**Exercise instructions:**
According to the Hanoi blog excerpt below, what up side does the writer see in not having a job? Answer in one to three sentences.

**Selected passage:**
+-------+
And, did I mention, you can draw crayon pictures of Gothic brownies on the table covers. The cafe, that is the cafe not the church. How’s that for a conversation starter?














1911 French opera house where, on 16 Aug 1945, the takeover of Hanoi was announced by the Viet Minh, which is known as the August Revolution.


Ho Chi Minh’s Mausoleum has Bac Ho (except when he is in Russia for a facelift), it has square space, it is surrounded by park-like quiet (green) space and countless old French buildings used for government offices.



You’re in Vietnam, always more green space…

All the information and fluff is compliments of some books I have, my Vietnamese History class so long ago, and a highly unstable imagination.

Friday, June 09, 2006

A Walkabout with your Mouth

Not having a job is a bit of a drag. But it has an up side as well – I spend inordinate amounts of time psychotically analyzing pieces of life that no one (with an actual life) would ever bother to think about. Like, for example, an average evening walkabout with street food – is that cost effective? Is it healthy? Or toxic? Or photogenic? Can I talk about it for a whole blog entry without anyone going to sleep on me??
+-------+
**Input data:**
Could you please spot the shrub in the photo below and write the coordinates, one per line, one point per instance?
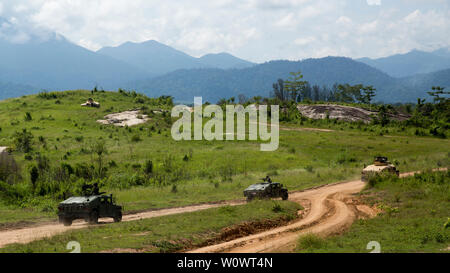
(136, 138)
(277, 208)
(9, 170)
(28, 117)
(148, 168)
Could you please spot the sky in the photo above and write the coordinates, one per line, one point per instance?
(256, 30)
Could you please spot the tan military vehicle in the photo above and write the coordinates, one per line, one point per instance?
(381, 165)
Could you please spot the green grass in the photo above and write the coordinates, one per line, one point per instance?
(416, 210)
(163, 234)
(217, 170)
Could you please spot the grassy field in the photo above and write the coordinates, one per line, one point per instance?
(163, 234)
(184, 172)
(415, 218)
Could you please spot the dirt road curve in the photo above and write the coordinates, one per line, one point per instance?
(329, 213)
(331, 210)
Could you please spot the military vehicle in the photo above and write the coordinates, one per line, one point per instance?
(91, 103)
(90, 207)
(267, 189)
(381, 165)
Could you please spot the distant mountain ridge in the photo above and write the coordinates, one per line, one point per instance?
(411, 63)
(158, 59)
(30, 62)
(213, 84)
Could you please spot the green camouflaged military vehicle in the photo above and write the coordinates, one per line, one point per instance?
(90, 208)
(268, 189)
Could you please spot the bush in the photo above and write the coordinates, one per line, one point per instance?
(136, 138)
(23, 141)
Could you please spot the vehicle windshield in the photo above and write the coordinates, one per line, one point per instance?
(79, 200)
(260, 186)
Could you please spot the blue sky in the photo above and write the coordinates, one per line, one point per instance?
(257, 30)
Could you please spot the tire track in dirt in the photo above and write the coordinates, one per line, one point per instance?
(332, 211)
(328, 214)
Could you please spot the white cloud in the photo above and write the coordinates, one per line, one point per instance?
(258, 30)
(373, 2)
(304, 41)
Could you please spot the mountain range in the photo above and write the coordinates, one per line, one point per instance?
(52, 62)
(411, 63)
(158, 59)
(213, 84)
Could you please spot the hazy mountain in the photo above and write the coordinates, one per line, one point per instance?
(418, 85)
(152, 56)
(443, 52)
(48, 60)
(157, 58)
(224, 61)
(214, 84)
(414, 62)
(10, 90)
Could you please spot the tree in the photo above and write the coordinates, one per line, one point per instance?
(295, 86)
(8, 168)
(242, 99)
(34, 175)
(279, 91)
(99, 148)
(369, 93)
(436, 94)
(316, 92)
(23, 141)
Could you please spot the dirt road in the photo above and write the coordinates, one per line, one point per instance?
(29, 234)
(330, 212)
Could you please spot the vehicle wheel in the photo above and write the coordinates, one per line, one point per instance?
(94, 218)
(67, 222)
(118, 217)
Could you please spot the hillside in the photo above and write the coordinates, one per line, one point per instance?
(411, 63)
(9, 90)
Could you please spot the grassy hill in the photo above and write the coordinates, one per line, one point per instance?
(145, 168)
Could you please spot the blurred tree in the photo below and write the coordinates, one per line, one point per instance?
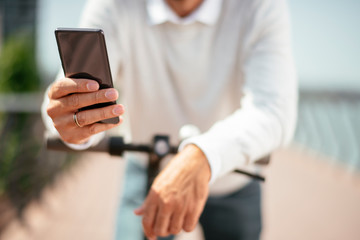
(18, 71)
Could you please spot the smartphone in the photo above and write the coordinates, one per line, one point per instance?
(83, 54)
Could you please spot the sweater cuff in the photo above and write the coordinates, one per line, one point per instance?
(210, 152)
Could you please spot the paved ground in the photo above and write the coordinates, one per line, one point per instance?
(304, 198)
+-------+
**The completed task:**
The writer says that not having a job leaves time to spend "inordinate amounts of time psychotically analyzing pieces of life" that no one with an actual life would bother to think about. One example is whether an average evening walkabout with street food is cost effective, healthy, toxic or photogenic.